* **Exercise description**: Write out again, word for word, the lines below from the line that holds "Target: s logo on tail" through the line that holds "Target: green vegetation", omitting pictures.

(Point localization data)
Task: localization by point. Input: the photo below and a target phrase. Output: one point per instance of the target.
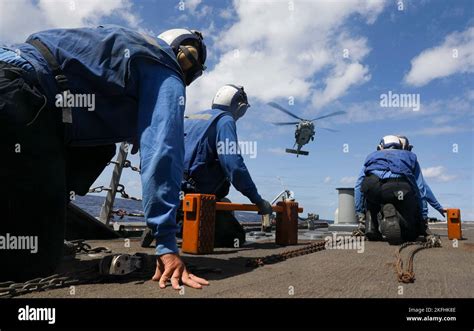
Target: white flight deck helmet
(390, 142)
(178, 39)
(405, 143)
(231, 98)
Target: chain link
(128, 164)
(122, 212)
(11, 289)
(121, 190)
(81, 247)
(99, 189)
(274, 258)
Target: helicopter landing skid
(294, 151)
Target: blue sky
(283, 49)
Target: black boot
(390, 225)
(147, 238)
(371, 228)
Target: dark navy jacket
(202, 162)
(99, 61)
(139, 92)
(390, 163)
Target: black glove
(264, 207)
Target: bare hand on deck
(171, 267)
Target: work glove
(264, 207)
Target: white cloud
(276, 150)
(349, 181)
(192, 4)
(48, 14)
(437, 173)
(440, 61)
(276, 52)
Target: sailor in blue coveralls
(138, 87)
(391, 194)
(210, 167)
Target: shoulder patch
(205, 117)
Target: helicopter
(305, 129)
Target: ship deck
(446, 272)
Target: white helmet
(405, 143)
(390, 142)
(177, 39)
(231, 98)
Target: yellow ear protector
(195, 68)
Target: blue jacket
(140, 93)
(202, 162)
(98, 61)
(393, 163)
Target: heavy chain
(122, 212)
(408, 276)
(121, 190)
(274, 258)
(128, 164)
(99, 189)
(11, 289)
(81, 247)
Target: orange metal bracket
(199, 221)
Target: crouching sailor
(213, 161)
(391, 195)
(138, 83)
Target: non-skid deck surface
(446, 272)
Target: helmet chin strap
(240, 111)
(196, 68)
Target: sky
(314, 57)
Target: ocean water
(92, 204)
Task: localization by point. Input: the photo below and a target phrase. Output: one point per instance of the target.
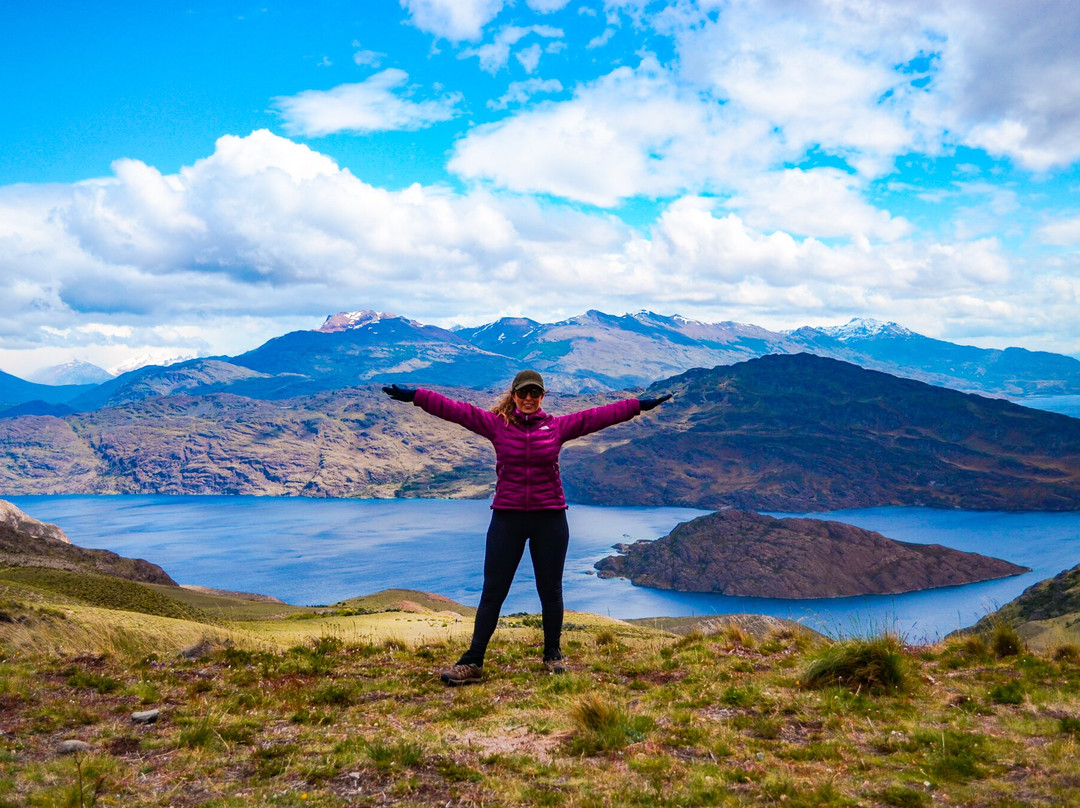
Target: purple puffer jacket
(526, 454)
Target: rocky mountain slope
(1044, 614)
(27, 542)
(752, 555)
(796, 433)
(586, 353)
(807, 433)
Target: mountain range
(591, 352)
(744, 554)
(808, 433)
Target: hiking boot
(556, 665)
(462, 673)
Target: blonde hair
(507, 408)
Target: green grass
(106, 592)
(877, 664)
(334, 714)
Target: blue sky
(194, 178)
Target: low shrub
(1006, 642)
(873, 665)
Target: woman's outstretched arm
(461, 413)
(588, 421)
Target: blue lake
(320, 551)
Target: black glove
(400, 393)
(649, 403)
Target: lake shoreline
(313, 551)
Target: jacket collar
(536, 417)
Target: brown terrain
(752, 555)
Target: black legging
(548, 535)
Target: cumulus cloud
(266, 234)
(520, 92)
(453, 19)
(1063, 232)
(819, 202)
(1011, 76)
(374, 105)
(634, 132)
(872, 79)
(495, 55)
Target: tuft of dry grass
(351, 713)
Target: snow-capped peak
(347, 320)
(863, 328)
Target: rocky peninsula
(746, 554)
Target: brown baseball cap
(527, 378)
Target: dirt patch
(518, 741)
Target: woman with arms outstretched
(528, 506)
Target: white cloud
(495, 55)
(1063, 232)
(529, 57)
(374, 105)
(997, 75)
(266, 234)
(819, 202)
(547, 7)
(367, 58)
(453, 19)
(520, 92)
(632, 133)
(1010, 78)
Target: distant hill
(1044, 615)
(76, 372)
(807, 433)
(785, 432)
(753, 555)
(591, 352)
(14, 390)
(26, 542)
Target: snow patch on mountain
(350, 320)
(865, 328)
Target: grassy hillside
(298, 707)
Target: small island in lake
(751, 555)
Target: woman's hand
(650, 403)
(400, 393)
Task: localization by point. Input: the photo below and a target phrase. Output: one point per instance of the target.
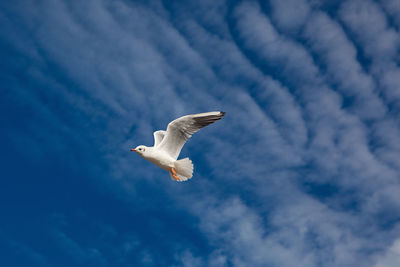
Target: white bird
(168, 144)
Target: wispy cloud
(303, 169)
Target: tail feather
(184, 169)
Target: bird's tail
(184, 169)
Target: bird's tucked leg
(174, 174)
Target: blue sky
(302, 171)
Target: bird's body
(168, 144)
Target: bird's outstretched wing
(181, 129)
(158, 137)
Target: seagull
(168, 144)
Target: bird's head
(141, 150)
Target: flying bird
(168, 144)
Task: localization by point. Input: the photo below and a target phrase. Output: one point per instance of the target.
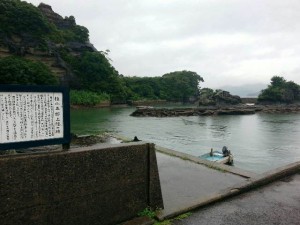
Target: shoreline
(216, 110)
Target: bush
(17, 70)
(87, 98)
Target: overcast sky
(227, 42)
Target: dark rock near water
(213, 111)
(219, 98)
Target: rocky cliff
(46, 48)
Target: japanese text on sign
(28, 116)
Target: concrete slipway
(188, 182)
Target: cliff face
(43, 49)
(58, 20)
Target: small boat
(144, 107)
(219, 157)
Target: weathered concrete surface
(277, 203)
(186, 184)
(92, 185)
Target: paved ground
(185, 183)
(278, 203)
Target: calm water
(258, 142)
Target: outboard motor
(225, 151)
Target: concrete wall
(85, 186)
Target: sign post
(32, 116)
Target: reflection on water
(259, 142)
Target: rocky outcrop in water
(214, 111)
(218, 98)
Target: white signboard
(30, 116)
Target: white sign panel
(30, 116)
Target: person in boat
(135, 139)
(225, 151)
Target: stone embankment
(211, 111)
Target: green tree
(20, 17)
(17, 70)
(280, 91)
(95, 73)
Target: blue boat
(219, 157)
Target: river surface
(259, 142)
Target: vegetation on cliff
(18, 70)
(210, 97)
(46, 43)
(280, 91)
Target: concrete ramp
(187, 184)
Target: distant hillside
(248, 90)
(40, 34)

* * *

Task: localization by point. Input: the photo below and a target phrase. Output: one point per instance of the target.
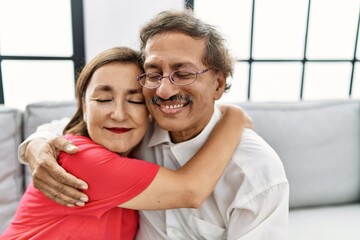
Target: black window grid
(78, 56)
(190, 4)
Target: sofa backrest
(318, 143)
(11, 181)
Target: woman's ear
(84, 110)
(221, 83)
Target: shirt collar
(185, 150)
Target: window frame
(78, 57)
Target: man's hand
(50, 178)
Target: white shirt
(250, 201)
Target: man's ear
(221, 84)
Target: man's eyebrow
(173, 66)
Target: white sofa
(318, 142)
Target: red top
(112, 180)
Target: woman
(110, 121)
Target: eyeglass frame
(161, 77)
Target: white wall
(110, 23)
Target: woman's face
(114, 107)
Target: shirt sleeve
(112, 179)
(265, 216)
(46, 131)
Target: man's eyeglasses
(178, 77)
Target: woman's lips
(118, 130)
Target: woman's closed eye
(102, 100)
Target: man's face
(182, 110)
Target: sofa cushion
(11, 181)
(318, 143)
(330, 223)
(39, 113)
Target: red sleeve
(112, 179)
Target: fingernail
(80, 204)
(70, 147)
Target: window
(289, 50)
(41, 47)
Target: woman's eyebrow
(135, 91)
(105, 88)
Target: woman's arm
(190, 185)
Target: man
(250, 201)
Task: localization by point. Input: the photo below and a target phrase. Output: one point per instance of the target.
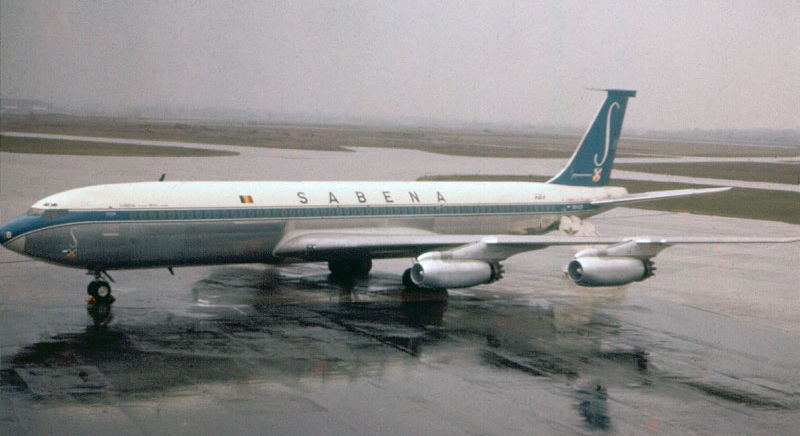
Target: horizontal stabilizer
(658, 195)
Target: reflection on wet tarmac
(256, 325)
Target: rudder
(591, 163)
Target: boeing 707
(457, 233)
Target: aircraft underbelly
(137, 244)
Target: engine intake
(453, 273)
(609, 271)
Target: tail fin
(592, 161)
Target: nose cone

--

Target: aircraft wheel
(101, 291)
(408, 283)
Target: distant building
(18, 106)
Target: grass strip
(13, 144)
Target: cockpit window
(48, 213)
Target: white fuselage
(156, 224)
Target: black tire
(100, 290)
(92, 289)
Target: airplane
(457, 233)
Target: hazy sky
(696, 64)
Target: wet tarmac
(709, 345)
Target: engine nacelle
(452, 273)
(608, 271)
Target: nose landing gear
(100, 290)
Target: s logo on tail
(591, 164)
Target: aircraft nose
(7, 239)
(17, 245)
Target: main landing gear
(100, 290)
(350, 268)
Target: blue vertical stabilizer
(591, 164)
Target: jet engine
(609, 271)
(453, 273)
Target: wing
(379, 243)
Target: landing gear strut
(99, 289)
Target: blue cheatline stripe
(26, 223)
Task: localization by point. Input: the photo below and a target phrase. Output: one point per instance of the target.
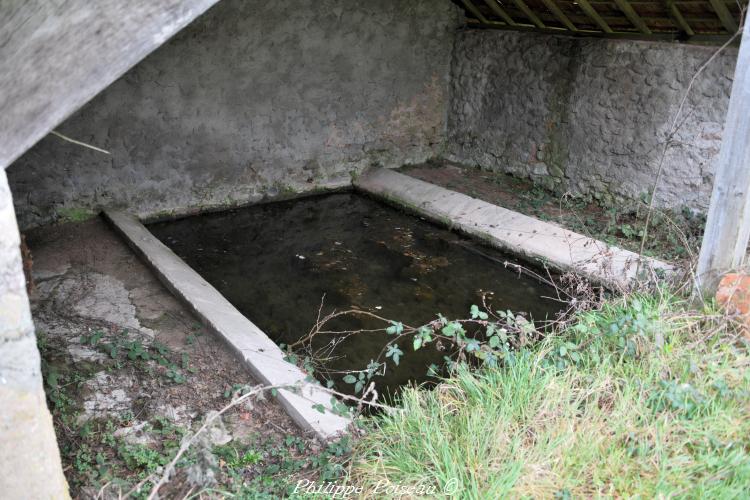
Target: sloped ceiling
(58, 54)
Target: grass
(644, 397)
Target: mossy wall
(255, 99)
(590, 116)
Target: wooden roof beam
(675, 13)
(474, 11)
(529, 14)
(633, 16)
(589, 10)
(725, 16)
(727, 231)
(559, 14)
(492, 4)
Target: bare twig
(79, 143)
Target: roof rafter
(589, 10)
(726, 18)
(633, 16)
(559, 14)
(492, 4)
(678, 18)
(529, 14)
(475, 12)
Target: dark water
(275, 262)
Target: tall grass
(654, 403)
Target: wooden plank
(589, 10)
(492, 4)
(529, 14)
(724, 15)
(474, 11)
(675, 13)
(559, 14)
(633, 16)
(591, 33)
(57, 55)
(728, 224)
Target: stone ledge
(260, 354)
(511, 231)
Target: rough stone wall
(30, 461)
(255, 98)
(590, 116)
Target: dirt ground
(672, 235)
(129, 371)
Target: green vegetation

* **Task result**:
Target: s logo on tail
(591, 164)
Target: aircraft nose
(7, 239)
(17, 245)
Target: main landing gear
(100, 290)
(350, 268)
Target: blue vertical stabilizer
(591, 164)
Target: jet engine
(609, 271)
(453, 273)
Target: wing
(379, 243)
Target: landing gear strut
(99, 289)
Target: blue cheatline stripe
(26, 223)
Task: localization by point. Input: the photo below and a target phrase. Output: one point per instance of the target.
Target: sloped ceiling
(58, 54)
Target: grass
(644, 397)
Target: mossy wall
(255, 99)
(590, 116)
Target: wooden roof beam
(675, 13)
(474, 11)
(529, 14)
(633, 16)
(589, 10)
(725, 16)
(727, 231)
(559, 14)
(492, 4)
Target: bare twig
(79, 143)
Target: roof rafter
(589, 10)
(726, 18)
(633, 16)
(559, 14)
(492, 4)
(678, 18)
(529, 14)
(475, 12)
Target: dark water
(275, 262)
Target: tall grass
(654, 403)
Target: wooden plank
(589, 10)
(492, 4)
(529, 14)
(724, 15)
(474, 11)
(675, 13)
(559, 14)
(633, 16)
(591, 33)
(57, 55)
(728, 224)
Target: stone ledge
(260, 354)
(511, 231)
Target: rough stone wall
(30, 461)
(255, 98)
(590, 116)
Target: dirt ground
(672, 235)
(129, 371)
Target: green vegetation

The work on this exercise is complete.